Exercise:
Show every line of the material below that contains the string "query", copied in full.

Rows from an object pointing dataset
--- Begin ---
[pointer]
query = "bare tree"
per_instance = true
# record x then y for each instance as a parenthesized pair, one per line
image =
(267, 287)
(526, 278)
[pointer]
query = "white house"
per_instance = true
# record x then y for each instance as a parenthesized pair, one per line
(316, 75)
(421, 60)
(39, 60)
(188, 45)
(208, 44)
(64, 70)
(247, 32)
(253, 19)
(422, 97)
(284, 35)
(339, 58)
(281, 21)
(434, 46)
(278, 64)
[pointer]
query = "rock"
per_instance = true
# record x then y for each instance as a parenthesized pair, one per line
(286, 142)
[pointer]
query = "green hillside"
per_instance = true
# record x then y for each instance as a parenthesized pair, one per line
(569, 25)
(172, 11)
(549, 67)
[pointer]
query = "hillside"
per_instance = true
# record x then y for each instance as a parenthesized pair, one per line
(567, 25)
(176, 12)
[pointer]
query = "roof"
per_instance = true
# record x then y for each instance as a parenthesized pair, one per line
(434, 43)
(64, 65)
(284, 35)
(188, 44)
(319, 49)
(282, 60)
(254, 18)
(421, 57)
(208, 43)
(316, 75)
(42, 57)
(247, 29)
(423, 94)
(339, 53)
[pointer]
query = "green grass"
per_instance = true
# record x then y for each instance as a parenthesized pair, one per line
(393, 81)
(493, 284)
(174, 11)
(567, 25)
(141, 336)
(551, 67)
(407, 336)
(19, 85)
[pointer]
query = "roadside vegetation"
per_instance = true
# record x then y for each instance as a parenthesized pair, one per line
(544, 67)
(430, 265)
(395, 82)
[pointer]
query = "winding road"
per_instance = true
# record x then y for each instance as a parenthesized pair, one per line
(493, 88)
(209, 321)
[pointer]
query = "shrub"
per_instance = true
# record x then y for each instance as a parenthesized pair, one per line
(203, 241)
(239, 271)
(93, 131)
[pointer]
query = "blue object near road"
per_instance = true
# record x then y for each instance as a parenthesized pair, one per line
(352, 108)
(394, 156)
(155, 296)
--- End ---
--- Begin ---
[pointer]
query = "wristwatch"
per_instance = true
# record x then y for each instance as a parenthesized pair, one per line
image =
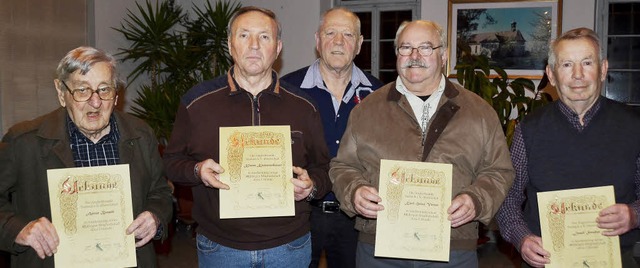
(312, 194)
--- End ---
Right answer:
query = "bare tree"
query = "white house"
query = "rock"
query = "green hillside"
query = "hillside"
query = "roof"
query = "green grass"
query = "roadside vegetation"
query = "winding road"
query = "shrub"
query = "blue object near road"
query = "wristwatch"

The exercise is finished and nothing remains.